── Records for this exercise ──

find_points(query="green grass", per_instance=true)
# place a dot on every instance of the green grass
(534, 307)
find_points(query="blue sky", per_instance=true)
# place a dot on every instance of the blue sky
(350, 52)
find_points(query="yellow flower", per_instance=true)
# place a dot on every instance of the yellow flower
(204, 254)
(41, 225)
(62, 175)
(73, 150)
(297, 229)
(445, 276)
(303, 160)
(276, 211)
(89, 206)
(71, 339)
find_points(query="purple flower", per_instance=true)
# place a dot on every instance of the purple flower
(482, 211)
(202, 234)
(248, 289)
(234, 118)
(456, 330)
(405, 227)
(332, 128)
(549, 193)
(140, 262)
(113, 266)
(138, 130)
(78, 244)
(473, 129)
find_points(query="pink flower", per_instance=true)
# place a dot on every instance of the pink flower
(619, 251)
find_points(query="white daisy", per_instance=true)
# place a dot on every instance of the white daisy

───

▶ _Work to be completed_: Each record, from first to last, should be returned verbatim.

▶ _Problem solution_:
find_points(query="green grass", per_instance=true)
# place a dot on every instance of the green grass
(534, 307)
find_points(query="blue sky", per_instance=true)
# place a dot on every instance of the blue sky
(350, 52)
find_points(query="yellow flower", per_instance=true)
# place a dot on every instance of the yellow flower
(204, 254)
(41, 225)
(62, 175)
(73, 150)
(297, 229)
(445, 276)
(303, 160)
(276, 211)
(89, 206)
(71, 339)
find_points(query="purple flower", per_instance=true)
# place a dot on every instance of the purple flower
(482, 211)
(202, 234)
(248, 289)
(234, 118)
(456, 330)
(405, 227)
(332, 128)
(549, 193)
(140, 262)
(113, 266)
(138, 130)
(78, 244)
(473, 129)
find_points(query="pink flower", per_instance=true)
# place a dot on every instance of the pink flower
(619, 251)
find_points(query="white daisy", per_instance=true)
# place a dot on every instance of the white daisy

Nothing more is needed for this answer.